*WORK TO BE COMPLETED*:
Rescale the part of the entries that runs from their start through the line containing "[51,38,107,156]", both ends included. Multiply every bounding-box coordinate in the answers by 2.35 and round to whole numbers, with halves rounded up. Reproduce every line of that part, requests included, and leave all other numbers unchanged.

Stored data
------------------------------------------------------------

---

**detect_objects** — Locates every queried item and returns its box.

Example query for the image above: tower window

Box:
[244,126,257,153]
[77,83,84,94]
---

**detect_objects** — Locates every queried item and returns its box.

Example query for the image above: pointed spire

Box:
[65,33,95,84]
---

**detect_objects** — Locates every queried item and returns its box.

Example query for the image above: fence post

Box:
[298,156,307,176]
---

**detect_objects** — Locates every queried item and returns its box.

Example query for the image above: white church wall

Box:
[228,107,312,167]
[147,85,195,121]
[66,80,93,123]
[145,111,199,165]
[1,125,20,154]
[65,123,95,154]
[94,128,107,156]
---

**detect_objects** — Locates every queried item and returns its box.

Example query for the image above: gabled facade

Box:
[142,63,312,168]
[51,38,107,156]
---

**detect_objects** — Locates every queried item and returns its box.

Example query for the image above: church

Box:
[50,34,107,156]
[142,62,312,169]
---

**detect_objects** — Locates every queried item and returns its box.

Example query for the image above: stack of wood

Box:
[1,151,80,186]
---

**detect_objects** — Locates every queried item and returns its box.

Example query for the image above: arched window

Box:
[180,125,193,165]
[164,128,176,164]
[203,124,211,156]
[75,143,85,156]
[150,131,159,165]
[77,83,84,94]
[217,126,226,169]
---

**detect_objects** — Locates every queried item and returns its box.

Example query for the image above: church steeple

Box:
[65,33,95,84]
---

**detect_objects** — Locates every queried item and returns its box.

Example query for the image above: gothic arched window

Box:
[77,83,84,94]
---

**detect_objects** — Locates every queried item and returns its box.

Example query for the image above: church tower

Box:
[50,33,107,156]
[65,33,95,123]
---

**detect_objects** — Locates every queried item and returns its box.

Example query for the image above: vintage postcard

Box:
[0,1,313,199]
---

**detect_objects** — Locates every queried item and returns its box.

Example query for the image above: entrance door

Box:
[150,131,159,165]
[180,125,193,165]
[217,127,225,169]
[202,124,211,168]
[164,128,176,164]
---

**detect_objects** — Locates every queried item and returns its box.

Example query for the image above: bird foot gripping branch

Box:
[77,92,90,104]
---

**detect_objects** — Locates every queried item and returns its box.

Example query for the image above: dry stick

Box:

------------------------------------------------------------

*REPLY TO THE EXERCISE*:
---

**detect_objects** — Locates every queried item and returns its box.

Example query for the image above: tower window

Box:
[573,296,604,360]
[181,195,197,221]
---

**detect_objects** — Locates every queried item and returns its box.

Example query for the image above: pointed spire

Box:
[153,78,223,197]
---

**detect_objects** — Locates every queried item and returns its box.

Example query for the image above: fence post

Box:
[700,367,721,414]
---

**detect_objects** — Locates every queried item and returns its box.

Example query for the image above: white church wall

Box:
[536,251,733,392]
[345,200,458,284]
[155,188,219,289]
[341,261,468,388]
[2,294,47,362]
[153,289,223,362]
[221,301,251,367]
---

**detect_objects** — Locates every queried item and returns its box.

Example query for the image above: gabled facade

Box:
[334,148,733,395]
[120,89,251,367]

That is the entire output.